■ Короткое упражнение: Найдите в материале ниже все строки со словом «black» и перепишите их. Регистр букв имеет значение.

■ Материал для задания:
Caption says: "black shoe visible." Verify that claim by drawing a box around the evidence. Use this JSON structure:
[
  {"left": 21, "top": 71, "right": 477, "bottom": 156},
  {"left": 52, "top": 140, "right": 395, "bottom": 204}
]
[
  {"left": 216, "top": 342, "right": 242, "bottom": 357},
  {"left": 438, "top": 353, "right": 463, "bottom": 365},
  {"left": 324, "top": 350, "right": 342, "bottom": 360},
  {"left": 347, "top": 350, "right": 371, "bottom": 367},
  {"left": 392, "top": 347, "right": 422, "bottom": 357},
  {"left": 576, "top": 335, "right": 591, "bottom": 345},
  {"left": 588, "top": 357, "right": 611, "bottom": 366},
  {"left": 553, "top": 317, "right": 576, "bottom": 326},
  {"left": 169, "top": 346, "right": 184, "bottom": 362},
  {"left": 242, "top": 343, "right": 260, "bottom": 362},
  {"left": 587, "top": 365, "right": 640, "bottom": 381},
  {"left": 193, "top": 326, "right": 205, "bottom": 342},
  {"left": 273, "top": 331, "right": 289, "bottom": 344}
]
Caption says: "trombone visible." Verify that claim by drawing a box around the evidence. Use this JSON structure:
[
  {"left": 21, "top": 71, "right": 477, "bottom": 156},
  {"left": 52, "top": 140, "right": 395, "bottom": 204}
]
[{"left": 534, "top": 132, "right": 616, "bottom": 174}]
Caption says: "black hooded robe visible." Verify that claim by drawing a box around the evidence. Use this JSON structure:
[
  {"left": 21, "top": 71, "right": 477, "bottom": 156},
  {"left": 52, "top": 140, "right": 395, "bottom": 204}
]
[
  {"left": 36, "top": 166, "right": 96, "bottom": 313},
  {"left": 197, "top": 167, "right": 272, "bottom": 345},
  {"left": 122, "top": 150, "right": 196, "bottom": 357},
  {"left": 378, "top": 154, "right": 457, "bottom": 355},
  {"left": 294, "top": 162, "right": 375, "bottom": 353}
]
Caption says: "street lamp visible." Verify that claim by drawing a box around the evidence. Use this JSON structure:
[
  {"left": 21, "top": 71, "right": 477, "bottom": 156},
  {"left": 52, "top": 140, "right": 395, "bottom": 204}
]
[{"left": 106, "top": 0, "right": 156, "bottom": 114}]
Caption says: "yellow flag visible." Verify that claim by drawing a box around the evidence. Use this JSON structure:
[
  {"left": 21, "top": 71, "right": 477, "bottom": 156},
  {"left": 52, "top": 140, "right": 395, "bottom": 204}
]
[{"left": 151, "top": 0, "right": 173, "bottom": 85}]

■ Итоговый результат:
Caption says: "black shoe visible." Verify that claim by drawing a box around the evidence. Use this JSON structure:
Caption says: "black hooded robe visible." Verify that claim by drawing a box around the evidence. Use this JSON structure:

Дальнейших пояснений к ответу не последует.